--- start ---
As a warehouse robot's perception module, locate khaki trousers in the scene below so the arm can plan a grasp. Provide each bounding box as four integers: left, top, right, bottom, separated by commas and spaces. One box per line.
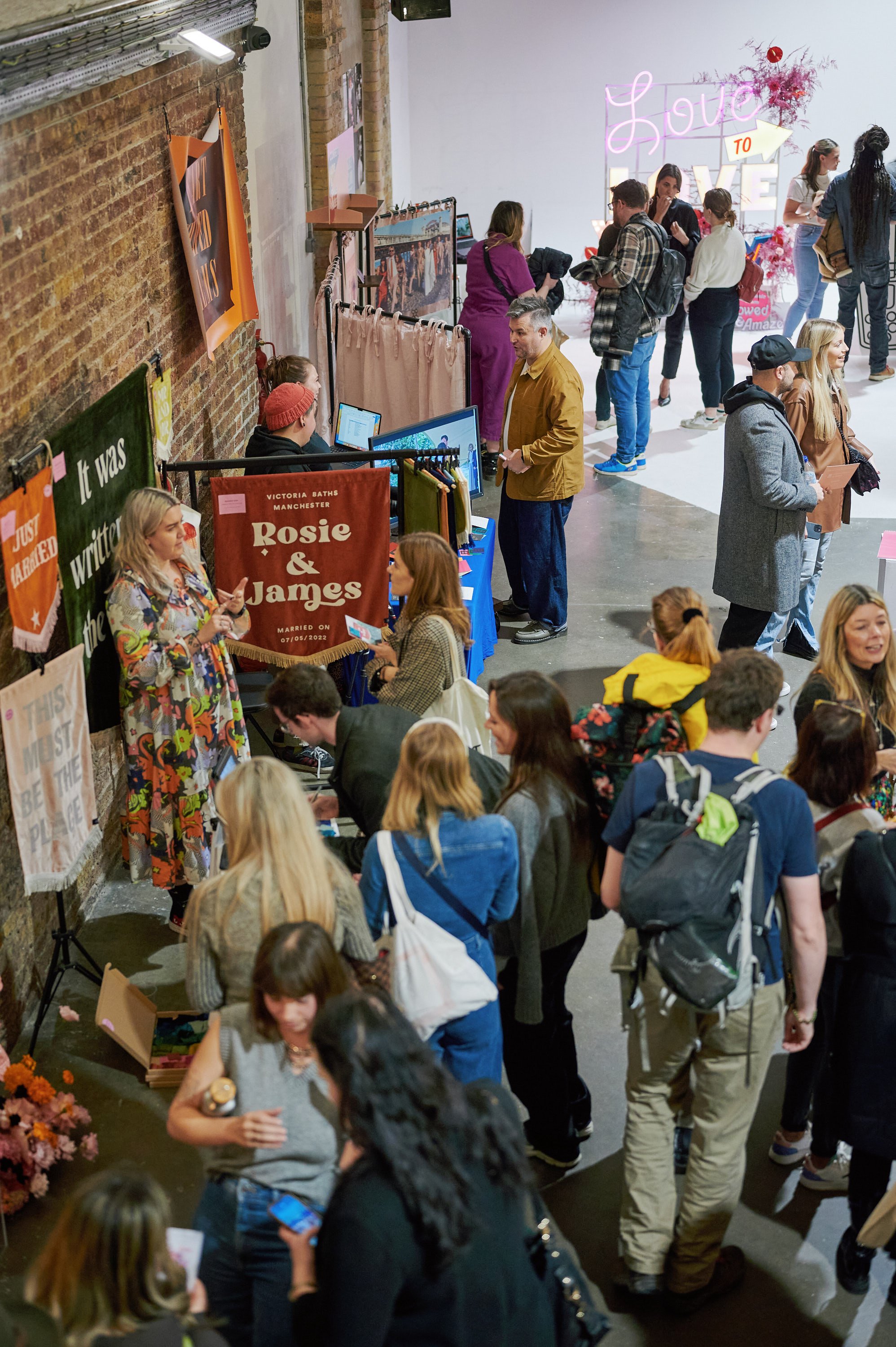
620, 964, 784, 1293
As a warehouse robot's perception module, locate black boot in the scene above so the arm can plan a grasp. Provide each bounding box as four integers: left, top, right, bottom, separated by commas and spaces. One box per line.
168, 884, 193, 935
837, 1226, 873, 1296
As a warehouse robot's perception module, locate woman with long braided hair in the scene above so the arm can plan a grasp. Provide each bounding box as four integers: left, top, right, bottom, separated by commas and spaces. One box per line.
818, 127, 896, 384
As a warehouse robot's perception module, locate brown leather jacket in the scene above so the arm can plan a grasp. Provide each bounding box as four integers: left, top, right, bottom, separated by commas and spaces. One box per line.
782, 374, 869, 533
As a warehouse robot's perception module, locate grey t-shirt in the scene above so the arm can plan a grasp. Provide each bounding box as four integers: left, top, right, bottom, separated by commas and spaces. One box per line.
199, 1005, 339, 1207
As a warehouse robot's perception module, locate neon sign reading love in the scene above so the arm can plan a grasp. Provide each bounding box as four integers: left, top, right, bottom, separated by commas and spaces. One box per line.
605, 70, 761, 155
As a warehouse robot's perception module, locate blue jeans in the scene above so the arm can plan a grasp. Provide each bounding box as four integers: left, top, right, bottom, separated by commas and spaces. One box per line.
837, 261, 889, 374
427, 1001, 504, 1084
193, 1176, 294, 1347
756, 533, 834, 655
784, 225, 825, 337
497, 488, 574, 626
606, 333, 656, 463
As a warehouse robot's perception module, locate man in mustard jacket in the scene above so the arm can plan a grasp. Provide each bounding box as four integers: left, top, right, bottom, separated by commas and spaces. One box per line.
497, 295, 585, 645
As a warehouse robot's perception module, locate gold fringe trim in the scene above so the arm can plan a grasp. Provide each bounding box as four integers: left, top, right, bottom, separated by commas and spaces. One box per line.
225, 636, 369, 669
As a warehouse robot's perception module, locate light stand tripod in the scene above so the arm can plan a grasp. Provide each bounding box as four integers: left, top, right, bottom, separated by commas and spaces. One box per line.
28, 889, 102, 1056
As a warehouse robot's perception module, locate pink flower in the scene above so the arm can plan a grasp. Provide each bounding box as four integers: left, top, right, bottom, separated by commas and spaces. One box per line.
78, 1131, 100, 1160
28, 1173, 50, 1197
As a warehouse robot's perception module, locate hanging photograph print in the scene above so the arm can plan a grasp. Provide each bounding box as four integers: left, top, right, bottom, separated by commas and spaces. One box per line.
168, 108, 259, 360
373, 205, 454, 323
51, 365, 155, 733
0, 458, 59, 655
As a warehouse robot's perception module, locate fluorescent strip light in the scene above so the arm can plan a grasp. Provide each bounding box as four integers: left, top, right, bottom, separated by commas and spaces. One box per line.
178, 28, 236, 65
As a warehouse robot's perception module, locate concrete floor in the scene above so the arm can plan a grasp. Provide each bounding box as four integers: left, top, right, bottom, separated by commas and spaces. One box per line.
0, 325, 896, 1347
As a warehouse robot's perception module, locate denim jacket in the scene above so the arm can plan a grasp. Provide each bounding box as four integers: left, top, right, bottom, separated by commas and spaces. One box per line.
361, 810, 520, 981
818, 170, 896, 269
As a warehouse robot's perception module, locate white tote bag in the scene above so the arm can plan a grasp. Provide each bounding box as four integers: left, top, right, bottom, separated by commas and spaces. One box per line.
376, 832, 497, 1041
420, 614, 492, 757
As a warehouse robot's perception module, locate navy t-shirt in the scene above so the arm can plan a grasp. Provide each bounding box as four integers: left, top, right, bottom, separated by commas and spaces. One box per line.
604, 749, 818, 983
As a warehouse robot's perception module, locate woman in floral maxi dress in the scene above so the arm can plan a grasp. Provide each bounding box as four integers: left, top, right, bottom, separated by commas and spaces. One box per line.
106, 488, 249, 931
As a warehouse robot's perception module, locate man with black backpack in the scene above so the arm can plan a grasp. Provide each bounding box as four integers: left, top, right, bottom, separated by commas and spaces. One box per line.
590, 178, 685, 475
601, 651, 827, 1313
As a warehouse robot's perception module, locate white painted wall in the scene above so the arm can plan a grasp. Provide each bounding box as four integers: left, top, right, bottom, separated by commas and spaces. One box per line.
--- end ---
▶ **TASK PROMPT**: Rewrite all of the entries above, swapping "plan a grasp" for "compute a grip" wherever it occurs and leaving the rest unchanged. Leave out the pictures.

▶ **FULL ANSWER**:
As a warehouse robot's perception module, locate khaki trousers in the scene below so the arm can compute a grip. Provide each bounding box as four integers: left, top, right, bottom, separated by commas and spaces. One box per line.
620, 964, 784, 1293
As a warehouse robot's perception module, locate black boot in the scene above so the arm can compute a grip. Provide each bounding box as four integers: left, top, right, bottom, separated by commas and spaces. One box per line.
168, 884, 193, 935
837, 1226, 873, 1296
As a warehouse robot's perception module, locate woman with long braided hair in the scene above so the arm can compute a grip. Provide each bounding box as four integers: left, top, right, bottom, separated by commas and spaces. One box per line.
818, 127, 896, 384
As a warehouse robot's perception module, locate brown leather jacket in the scene above so the arm can compute a grip. Provide each bounding box as four integers: left, top, right, bottom, separated by commas and spaces. One box per line.
782, 374, 869, 533
As a warehouse robot's perception module, locate grey t-shirt in the scene above so the arm can compute a grip. Provide each bounding box as four integers: left, top, right, bottom, separated by commas and spaces. One box per line.
199, 1005, 339, 1207
As a warehouse robot's perception module, locate neon sign reading love in the scene above so the arm can compute a grip. Provide each bounding box as four integers: left, top, right, bottom, separated by commas and spaces. One box per line.
605, 70, 761, 155
As a warehouse robot's perception module, locate blue jeans in the scene above so the arm can compute a grip. Provide each bounding box as four integers: left, top, right, bottom, separated by commas and spaces. One box per line.
837, 261, 889, 374
427, 1001, 504, 1084
193, 1176, 294, 1347
756, 533, 834, 655
784, 225, 825, 337
497, 488, 574, 626
606, 333, 656, 463
As a warehouse robot's perception module, locate man in mustard jacket in the scene above so the arm can compute a grip. Provide each bounding box as four integers: left, top, right, bottom, separated by commas and spaces. One box per line.
497, 295, 585, 645
As a warehouse robot's perception module, locate gold fringe trim in the scene above so the arm can compute a grip. Provide each bounding box as four integers: left, top, right, bottom, separated by commas and spaces. One box per line.
225, 636, 369, 669
As a warehouse robot's perception module, locate light stand tripod in the scene above so the arm can compute a grip. Provide each bounding box as four integers: left, top, right, bottom, separated by commas and spaces. One box per line.
28, 889, 102, 1056
As a warehouse robot's perception module, locate pink flower in the scene above so the arm can compute a grip. Provide each bounding box as four integers: left, top, right, bottom, separated by commas and spaces. One box per line.
78, 1131, 100, 1160
28, 1173, 50, 1197
As a warehouse robot's perception module, locate hanging photograph print in the scene above so the arm can compute a grip. Provide each bounding box as four integers: left, top, right, bottom, separated by commas and spaces. One box per line.
168, 108, 259, 360
373, 205, 454, 323
51, 365, 155, 733
0, 458, 59, 655
As a warehouse robot's perception module, locate fluorescent strip light in the scene above so the arm can compute a grip. Provide each bounding box as four integers: left, top, right, bottom, separated by commas and spaces. One box per line.
178, 28, 236, 65
As a warehouse robot's perception module, locate concrete floor in the scene above so the arm can compute a grip. Provide each bounding box as four integers: left, top, right, bottom, separated by commas and spaces. One box per line.
0, 325, 896, 1347
As a warehouse robot's perception module, locate denim jacket in the scene above so the arm can compute a grip. Provide each bounding box as four integers: left, top, right, bottom, separated by commas and spaces. One box per line.
361, 810, 520, 981
818, 170, 896, 269
As a warehouse robot's perception module, locate white tote bag in the scene above so the arm can compute a grip. Provide each bounding box as four integers: left, top, right, bottom, separated by commas and spaces. One box per line.
376, 832, 497, 1041
420, 614, 492, 757
As a warehouse robot's perception module, locate navy t-shirt in the scene above so the arm can compute a grip. Provide each bounding box as four integers: left, top, right, bottom, separated by commas and spaces. One box per line.
604, 749, 818, 983
As a warehouse robot's perception module, locate woman in floral maxi dress in the scene above so the arm can compute a grip. Provide each bounding box as four integers: left, top, right, bottom, separated by commas and spaces. One box per line.
106, 488, 249, 931
As a warehouse robot's perception module, locate man with black backpack in the scene above so the arm can compute a grip. Provide each bounding box as four integers: left, top, right, bottom, separated by commas and spaces. One box per line.
590, 178, 685, 475
601, 651, 827, 1313
As a warehouse robot's perception module, locate white painted wall in the scene above so the arm can compute a grip. Provide each bounding box as four integers: left, top, right, bottom, separated by commas and spaces. One box per line.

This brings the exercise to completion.